▶ [Material for this task]
* BEGIN *

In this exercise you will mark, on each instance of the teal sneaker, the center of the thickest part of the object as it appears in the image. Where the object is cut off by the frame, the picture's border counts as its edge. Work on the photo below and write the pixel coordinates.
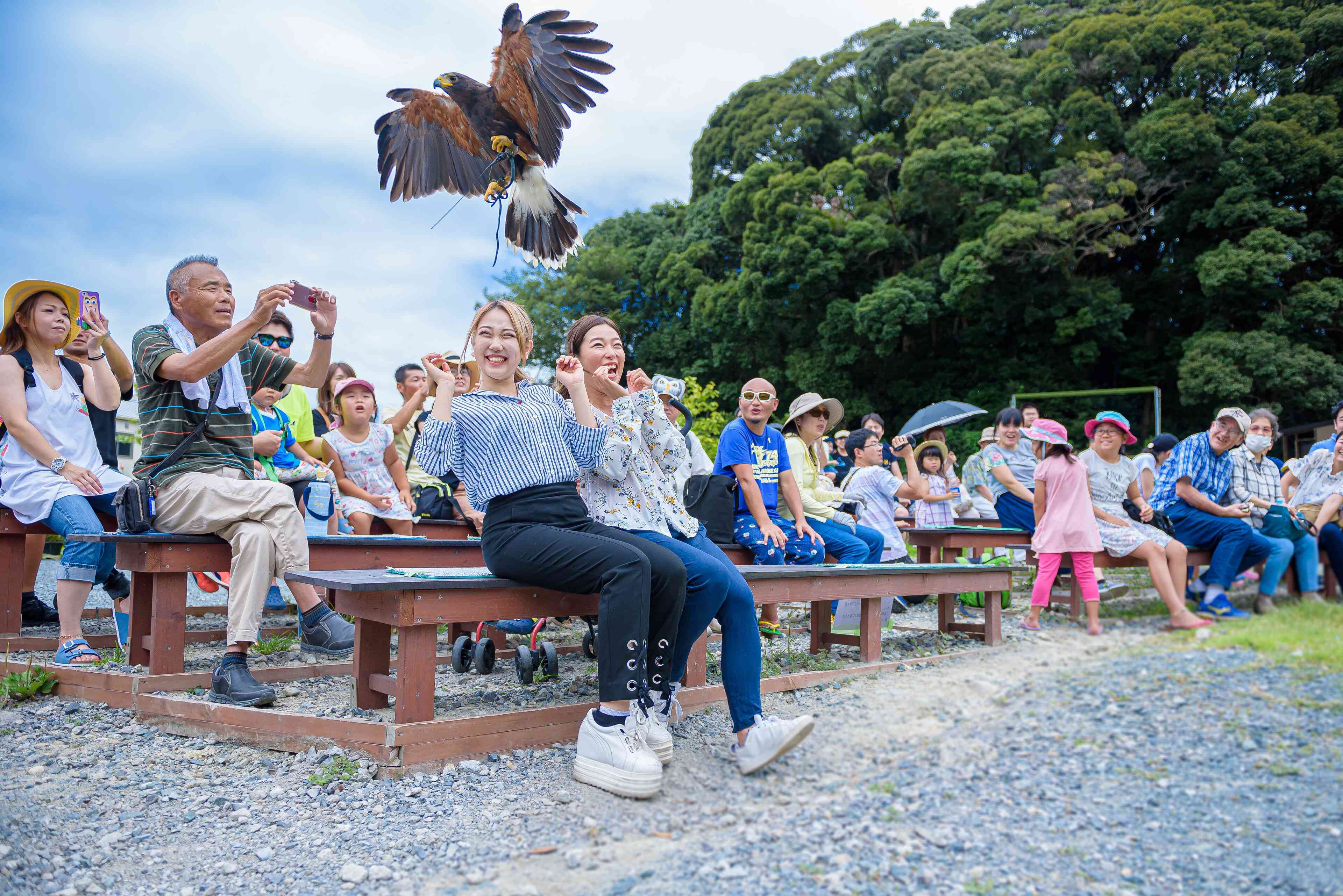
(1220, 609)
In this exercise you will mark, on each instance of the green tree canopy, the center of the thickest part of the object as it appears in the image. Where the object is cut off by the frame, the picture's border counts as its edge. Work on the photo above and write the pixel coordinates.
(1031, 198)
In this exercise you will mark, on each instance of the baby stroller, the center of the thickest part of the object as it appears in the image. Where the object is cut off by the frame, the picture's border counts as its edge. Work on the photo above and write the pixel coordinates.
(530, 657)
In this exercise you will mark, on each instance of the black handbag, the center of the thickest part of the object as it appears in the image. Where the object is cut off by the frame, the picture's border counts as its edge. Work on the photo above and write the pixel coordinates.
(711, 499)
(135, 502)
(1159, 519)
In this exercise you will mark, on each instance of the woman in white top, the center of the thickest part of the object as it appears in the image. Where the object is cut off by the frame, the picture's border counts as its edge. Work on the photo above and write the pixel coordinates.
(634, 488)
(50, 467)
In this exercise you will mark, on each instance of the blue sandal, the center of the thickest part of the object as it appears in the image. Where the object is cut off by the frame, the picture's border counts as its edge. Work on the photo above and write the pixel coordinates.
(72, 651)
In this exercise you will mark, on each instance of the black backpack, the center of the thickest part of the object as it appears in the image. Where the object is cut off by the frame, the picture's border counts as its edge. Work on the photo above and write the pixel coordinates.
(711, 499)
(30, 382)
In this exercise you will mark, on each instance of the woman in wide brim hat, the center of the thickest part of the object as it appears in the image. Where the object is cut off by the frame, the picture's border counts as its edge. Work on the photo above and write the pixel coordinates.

* END *

▶ [What you are asked to do] Give all of the lines above as a Markdown table with the columns Row and Line, one numbered row for each line, with blank lines skipped. Leave the pictures out of the table.

▶ [Task result]
| Row | Line |
|---|---|
| 1 | In this exercise you will mark, on each instance of the teal sneaker, the center of the thickest part of the object as it appears in the image. Where the object is cut off by the frame, the picture's border counts as its edge. Work on the photo below and write the pixel coordinates. |
| 2 | (1220, 609) |
| 3 | In this exercise you will mark, on each instance of the green tree canopy, the center of the thickest part of the object as it appears in the image. Where the object is cut off by the frame, the picture's border counts as its edge. Work on the photo above and write the pixel coordinates. |
| 4 | (1031, 198) |
| 5 | In this exercise you will mark, on each instance of the baby stroller, the center of the thickest part of the object as it appears in the image. Where the object is cut off by the frame, the picture's border counts as its edge. Work on the photo above and write the pixel coordinates. |
| 6 | (530, 657) |
| 7 | In this exercise you will mark, on each instance of the black handbag, the center of the thickest part of the object as it appears in the image. Where the object is cut off by the frame, the picture's border counts as its edge. Work on the photo above and write the pixel coordinates. |
| 8 | (711, 499) |
| 9 | (135, 502) |
| 10 | (1159, 519) |
| 11 | In this exercise you will mark, on each instance of the woman in white top, the center of the thickest part of the object as it appears in the image. Where the object is cut off by the frame, the picture's border counts as its edge. Work on the photo above and write the pixel coordinates. |
| 12 | (634, 488) |
| 13 | (50, 467) |
| 14 | In this exercise you will mark, on each instance of the blue sandal, the center of the thickest part of the object as it appears in the image. Where the object is cut off by the frame, the picture's border counts as its edge. Work on the photo above and write the pixel coordinates. |
| 15 | (72, 651) |
| 16 | In this exercise you will mark, on each instance of the black backpack, the center of the thickest part of the object as it appears in the image. Where the object is cut off by the frame, the picture's border counts as its edge. Work on the photo above and write the pixel coordinates. |
| 17 | (711, 499) |
| 18 | (30, 382) |
| 19 | In this exercise you will mark, on each instance of the woman in wide brim hat, the center of the thickest part of the object as it appears in the image. Where the object is cut off by the frame, the picture's border counts as its edge. Work on the photo above and write the pixel coordinates. |